Dataset entries
────────────────
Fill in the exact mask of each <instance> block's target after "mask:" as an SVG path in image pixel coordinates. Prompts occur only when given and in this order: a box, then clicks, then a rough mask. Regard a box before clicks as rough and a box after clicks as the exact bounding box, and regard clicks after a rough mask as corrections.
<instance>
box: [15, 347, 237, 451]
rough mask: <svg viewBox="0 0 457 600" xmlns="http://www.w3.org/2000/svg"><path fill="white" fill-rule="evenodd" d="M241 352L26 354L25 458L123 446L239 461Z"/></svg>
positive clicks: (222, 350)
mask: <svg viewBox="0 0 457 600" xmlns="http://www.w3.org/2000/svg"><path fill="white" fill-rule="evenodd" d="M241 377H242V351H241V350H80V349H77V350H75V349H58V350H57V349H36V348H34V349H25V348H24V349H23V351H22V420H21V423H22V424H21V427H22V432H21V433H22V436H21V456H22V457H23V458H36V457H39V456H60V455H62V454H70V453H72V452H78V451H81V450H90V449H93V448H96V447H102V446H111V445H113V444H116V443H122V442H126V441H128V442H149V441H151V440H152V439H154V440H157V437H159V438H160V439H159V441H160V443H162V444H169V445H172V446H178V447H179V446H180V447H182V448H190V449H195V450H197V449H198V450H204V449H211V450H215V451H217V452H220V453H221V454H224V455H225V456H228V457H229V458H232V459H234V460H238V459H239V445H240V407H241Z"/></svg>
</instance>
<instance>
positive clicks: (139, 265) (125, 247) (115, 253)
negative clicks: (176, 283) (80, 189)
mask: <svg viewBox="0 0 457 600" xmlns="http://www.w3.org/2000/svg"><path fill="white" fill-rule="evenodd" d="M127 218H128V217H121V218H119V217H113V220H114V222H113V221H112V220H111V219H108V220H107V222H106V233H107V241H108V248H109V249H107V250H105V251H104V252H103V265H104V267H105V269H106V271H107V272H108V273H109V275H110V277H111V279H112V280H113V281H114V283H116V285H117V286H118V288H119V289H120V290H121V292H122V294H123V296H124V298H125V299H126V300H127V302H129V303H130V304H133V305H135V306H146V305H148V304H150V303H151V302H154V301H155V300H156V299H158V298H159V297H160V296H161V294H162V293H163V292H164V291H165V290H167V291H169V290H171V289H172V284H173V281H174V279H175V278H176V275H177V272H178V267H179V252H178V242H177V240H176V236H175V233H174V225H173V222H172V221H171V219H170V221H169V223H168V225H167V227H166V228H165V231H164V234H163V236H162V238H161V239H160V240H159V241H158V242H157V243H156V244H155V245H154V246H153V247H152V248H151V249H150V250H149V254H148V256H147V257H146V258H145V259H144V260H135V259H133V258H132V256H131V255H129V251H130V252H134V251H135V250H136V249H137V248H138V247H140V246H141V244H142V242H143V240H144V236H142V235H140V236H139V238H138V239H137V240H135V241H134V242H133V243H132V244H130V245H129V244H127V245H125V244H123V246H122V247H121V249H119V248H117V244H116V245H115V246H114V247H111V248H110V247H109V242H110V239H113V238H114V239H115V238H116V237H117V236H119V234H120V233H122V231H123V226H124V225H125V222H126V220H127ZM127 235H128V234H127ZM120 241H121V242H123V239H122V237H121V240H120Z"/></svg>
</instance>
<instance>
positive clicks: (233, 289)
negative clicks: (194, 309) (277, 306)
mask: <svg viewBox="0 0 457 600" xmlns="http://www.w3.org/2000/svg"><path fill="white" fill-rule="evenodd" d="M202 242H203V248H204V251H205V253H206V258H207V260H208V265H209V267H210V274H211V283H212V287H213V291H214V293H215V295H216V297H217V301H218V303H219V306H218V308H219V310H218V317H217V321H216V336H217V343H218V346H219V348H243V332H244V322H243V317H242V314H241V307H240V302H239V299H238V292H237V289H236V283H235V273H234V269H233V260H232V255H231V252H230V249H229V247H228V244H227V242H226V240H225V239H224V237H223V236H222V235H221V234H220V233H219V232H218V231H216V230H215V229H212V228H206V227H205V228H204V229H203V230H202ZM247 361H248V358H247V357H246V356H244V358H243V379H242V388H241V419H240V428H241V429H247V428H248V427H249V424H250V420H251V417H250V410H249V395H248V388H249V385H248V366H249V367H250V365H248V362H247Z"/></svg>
────────────────
▶ _ASSIGNMENT_: Extract the complete data, matching each line exactly.

▶ _SOLVED EXERCISE_:
Fill in the exact mask of each <instance> block's target after "mask:" as an SVG path in image pixel coordinates. Prompts occur only when given and in this order: a box, then clicks, then a rough mask. Regard a box before clicks as rough and a box after clicks as the exact bounding box, and regard clicks after a rough mask as corrections.
<instance>
box: [15, 347, 237, 451]
rough mask: <svg viewBox="0 0 457 600" xmlns="http://www.w3.org/2000/svg"><path fill="white" fill-rule="evenodd" d="M241 352L26 354L25 458L123 446L239 461Z"/></svg>
positive clicks: (222, 350)
mask: <svg viewBox="0 0 457 600" xmlns="http://www.w3.org/2000/svg"><path fill="white" fill-rule="evenodd" d="M241 377H242V351H241V350H80V349H77V350H75V349H58V350H57V349H36V348H34V349H25V348H24V349H23V351H22V420H21V423H22V424H21V427H22V432H21V433H22V436H21V456H22V457H23V458H36V457H39V456H60V455H62V454H70V453H72V452H78V451H81V450H90V449H93V448H96V447H102V446H111V445H113V444H116V443H122V442H126V441H128V442H149V441H151V440H152V439H154V440H157V437H159V438H160V439H159V441H160V443H162V444H169V445H172V446H178V447H179V446H180V447H182V448H190V449H195V450H197V449H198V450H204V449H211V450H215V451H217V452H220V453H221V454H224V455H225V456H228V457H229V458H232V459H234V460H238V459H239V445H240V407H241Z"/></svg>
</instance>
<instance>
positive clicks: (139, 265) (125, 247) (115, 253)
negative clicks: (176, 283) (80, 189)
mask: <svg viewBox="0 0 457 600" xmlns="http://www.w3.org/2000/svg"><path fill="white" fill-rule="evenodd" d="M127 218H128V217H121V218H119V217H113V220H114V222H113V221H112V220H111V219H108V220H107V222H106V233H107V241H108V248H109V249H107V250H105V251H104V252H103V265H104V267H105V269H106V271H107V272H108V273H109V275H110V277H111V279H112V280H113V281H114V283H116V285H117V286H118V288H119V289H120V290H121V292H122V294H123V296H124V298H125V299H126V300H127V302H129V303H130V304H133V305H135V306H146V305H148V304H150V303H151V302H154V301H155V300H156V299H158V298H159V297H160V296H161V294H162V293H163V292H164V291H165V290H167V291H169V290H171V289H172V284H173V281H174V279H175V278H176V275H177V272H178V267H179V252H178V242H177V240H176V236H175V233H174V225H173V222H172V221H171V219H170V221H169V223H168V225H167V227H166V228H165V231H164V234H163V236H162V238H161V239H160V240H159V241H158V242H157V243H156V244H155V245H154V246H153V247H152V248H151V249H150V250H149V254H148V256H147V257H146V258H145V259H144V260H135V259H133V258H132V256H131V255H129V251H130V252H134V251H135V250H136V249H137V248H138V247H140V246H141V244H142V242H143V240H144V236H142V235H140V236H139V238H138V239H137V240H135V241H134V242H133V243H132V244H130V245H129V244H127V245H125V244H123V246H122V247H121V249H119V248H117V244H116V245H115V246H114V247H111V248H110V247H109V242H110V239H113V238H114V239H115V238H116V237H117V236H119V234H120V233H122V231H123V226H124V225H125V222H126V220H127ZM127 235H128V234H127ZM120 241H121V242H123V239H122V237H121V240H120Z"/></svg>
</instance>
<instance>
positive clicks: (233, 289)
negative clicks: (194, 309) (277, 306)
mask: <svg viewBox="0 0 457 600" xmlns="http://www.w3.org/2000/svg"><path fill="white" fill-rule="evenodd" d="M202 242H203V248H204V251H205V253H206V258H207V260H208V265H209V267H210V274H211V283H212V287H213V291H214V293H215V295H216V297H217V301H218V303H219V306H218V308H219V310H218V317H217V321H216V336H217V343H218V346H219V348H243V332H244V322H243V317H242V314H241V307H240V302H239V299H238V292H237V289H236V283H235V273H234V269H233V260H232V255H231V252H230V249H229V247H228V244H227V242H226V240H225V239H224V237H223V236H222V235H221V234H220V233H219V232H218V231H216V230H215V229H212V228H206V227H205V228H204V229H203V230H202ZM247 361H248V358H247V357H246V356H244V358H243V379H242V388H241V419H240V428H241V429H247V428H248V427H249V424H250V420H251V417H250V410H249V395H248V388H249V385H248V366H249V367H250V365H248V362H247Z"/></svg>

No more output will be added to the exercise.